Let $\mathcal{M}$ be a compact Riemannian manifold and let $\Delta$ be the (scalar) Laplace-Beltrami operator on $\\mathcal{M}$. Then $\Delta$ has a discrete spectrum and if we order its **distinct** eigenvalues $\lambda_i$ by magnitude then some very simple examples suggest that the magnitude of $\lambda_i$ might be roughly quadratic in $i$. For instance, on the circle $S^1$ eigenfunctions have the form $\cos(nx)$ or $\sin(nx)$ for $n \in \mathbb{N}_0$; hitting these functions with $-\frac{\partial}{\partial x^2}$ yields $n^2\cos(nx)$ and $n^2\sin(nx)$, respectively. Similar analysis can be done for the geometrically flat torus $T^2$. On the 2-sphere, we have $\lambda_i=i(i+1)$. This rough idea of "differentiating twice leads to a square" makes me suspect that a similar relationship might hold for other domains -- what can be said in general? I'm particularly interested in smooth surfaces embedded in $\mathbb{R}^3$.

Collected data
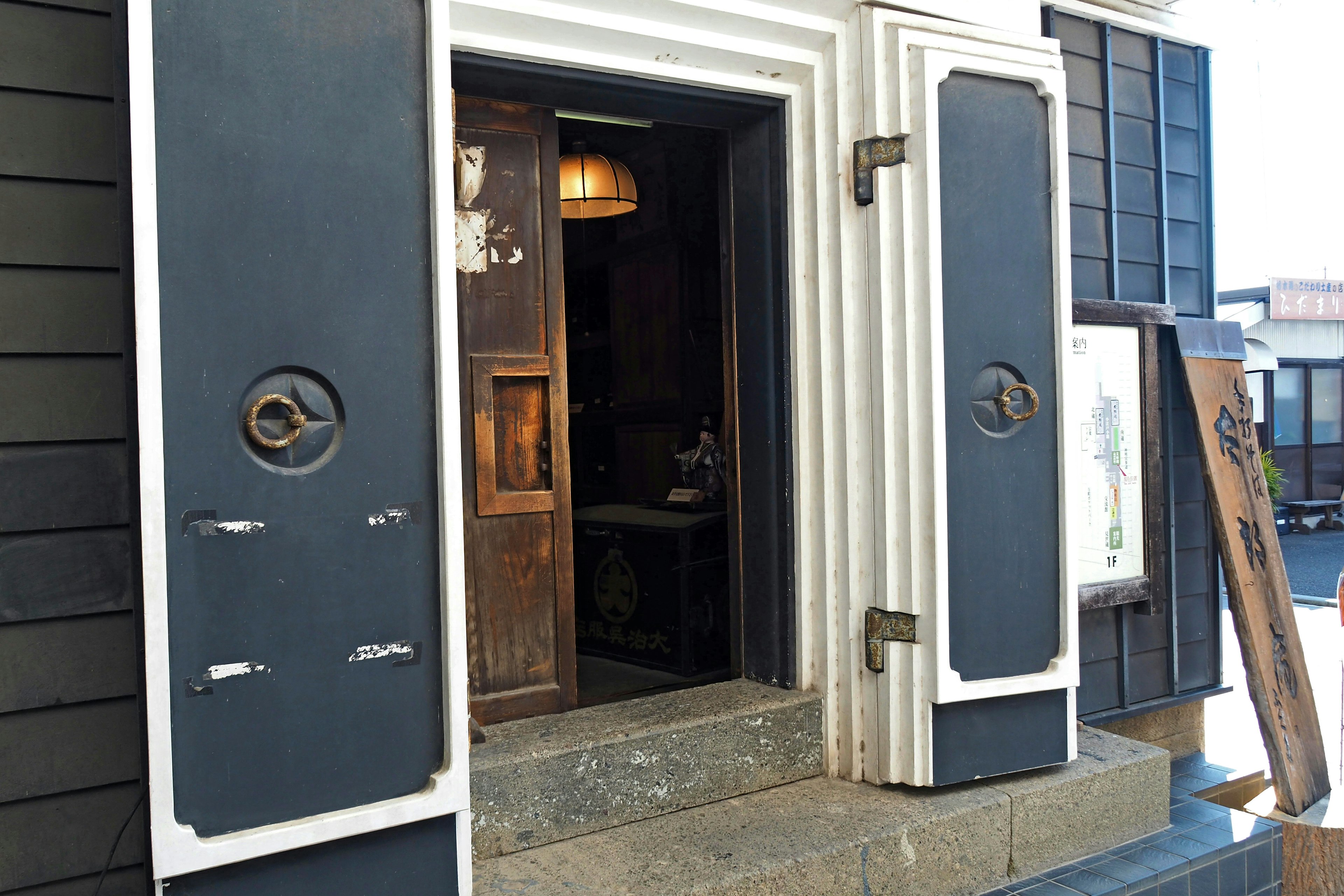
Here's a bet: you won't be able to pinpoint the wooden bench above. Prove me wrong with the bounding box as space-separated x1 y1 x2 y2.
1280 500 1344 535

Stated task
Answer these questions from the text on Laplace eigenvalues:
(a) What form do the eigenfunctions on the circle take?
(b) What expression does the text give for λ_i on the 2-sphere?
(c) Which domains is the writer particularly interested in?

Worked answer
(a) cos(nx) or sin(nx), for n in ℕ₀.
(b) λ_i = i(i+1).
(c) Smooth surfaces embedded in ℝ³.